*** Opening of TEXT FOR ANALYSIS ***
The Sleeping Lion Awakes
Foreign direct investment into Africa is on the rise, and with the population set to reach 1.7 billion by the end of the decade, this sleeping lion of a continent is focusing international minds. Sub-Saharan Africa in particular, with its rich well of natural resources the world covets, is seeing growth its suitors can only dream of.
Beyond natural resources and infrastructure, Sub-Saharan Africa is now diversifying its allure to encompass the tertiary sector. This has seen significant new investment into logistics and ITC services, and while the Covid-19 pandemic saw FDI inflows heavily impacted, in this the region was not alone and things have since bounced back.
One anomaly throughout it all was the renewable energy sector where investments continued unabated. This is something likely set to continue, due to significant challenges around the importing of oil and gas; a consequence of the war in Ukraine, which has made Russian energy imports toxic and harder to rely upon, as well as strict OPEC controls on production, supplies and prices. In addition, the appeal of home-grown energy has massively increased, given the rapid global shift to EVs.
“With numerous natural resource-hungry megaprojects either under construction or greenlighted for the next few decades to come, China’s appetite for Africa’s bounty is large indeed.”
On the subject of EVs, Africa is blessed with the right resources including cobalt, lithium, manganese and nickel, with the Democratic Republic of Congo and South Africa seemingly in pole position to reap the benefits.
With numerous natural resource-hungry megaprojects either under construction or greenlighted for the next few decades to come, China’s appetite for Africa’s bounty is large indeed. And, with competition for wielding influence over the same resources from the US – hard-wired to compete for pre-eminence anywhere its rival is active – as well as a determined African-focused agenda from European nations unwilling to relinquish historical economic ties, Sub-Saharan Africa finds itself subject to charm offensives from numerous suitors. Yet, in theory at least, this time, the constituent host countries are in the driving seat, so long as the institutional framework and capacity building is sufficiently strong to effectively negotiate and enforce investment agreements and manage the distribution of revenues in order to deliver a long overdue uplift in living standards and employment opportunities for its rapidly growing population.
*** Close of TEXT FOR ANALYSIS ***
__TASK DIRECTIONS__:
In the article on investment in Africa, why is investment in renewable energy likely to continue? Answer in one to three sentences.
*** Opening of EXCERPTED DATA ***
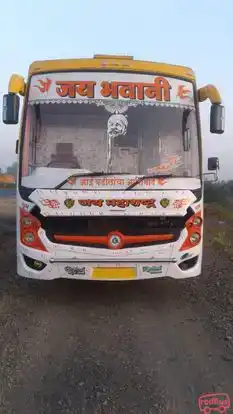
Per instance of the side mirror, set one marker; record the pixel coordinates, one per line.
(210, 177)
(213, 164)
(217, 119)
(187, 140)
(17, 146)
(10, 111)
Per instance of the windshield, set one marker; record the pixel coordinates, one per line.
(65, 139)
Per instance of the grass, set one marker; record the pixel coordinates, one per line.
(220, 228)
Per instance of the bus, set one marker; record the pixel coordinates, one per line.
(110, 181)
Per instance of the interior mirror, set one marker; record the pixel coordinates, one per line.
(10, 111)
(217, 119)
(187, 139)
(213, 164)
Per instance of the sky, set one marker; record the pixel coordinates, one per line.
(196, 34)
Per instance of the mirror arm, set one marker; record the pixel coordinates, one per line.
(209, 92)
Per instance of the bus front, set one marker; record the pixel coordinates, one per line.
(109, 184)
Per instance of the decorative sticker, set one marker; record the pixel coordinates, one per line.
(180, 203)
(152, 269)
(50, 203)
(111, 86)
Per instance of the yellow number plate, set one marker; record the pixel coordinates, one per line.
(111, 273)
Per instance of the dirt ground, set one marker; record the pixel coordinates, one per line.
(144, 347)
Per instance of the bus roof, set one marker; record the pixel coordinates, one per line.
(109, 62)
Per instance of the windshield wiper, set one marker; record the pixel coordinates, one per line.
(140, 179)
(91, 174)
*** Close of EXCERPTED DATA ***
__RESULT OF THIS EXERCISE__:
Importing oil and gas has become much harder: the war in Ukraine has made Russian energy imports toxic and less reliable, and OPEC keeps strict controls on production, supplies and prices. The rapid global shift to EVs has also made home-grown energy far more appealing.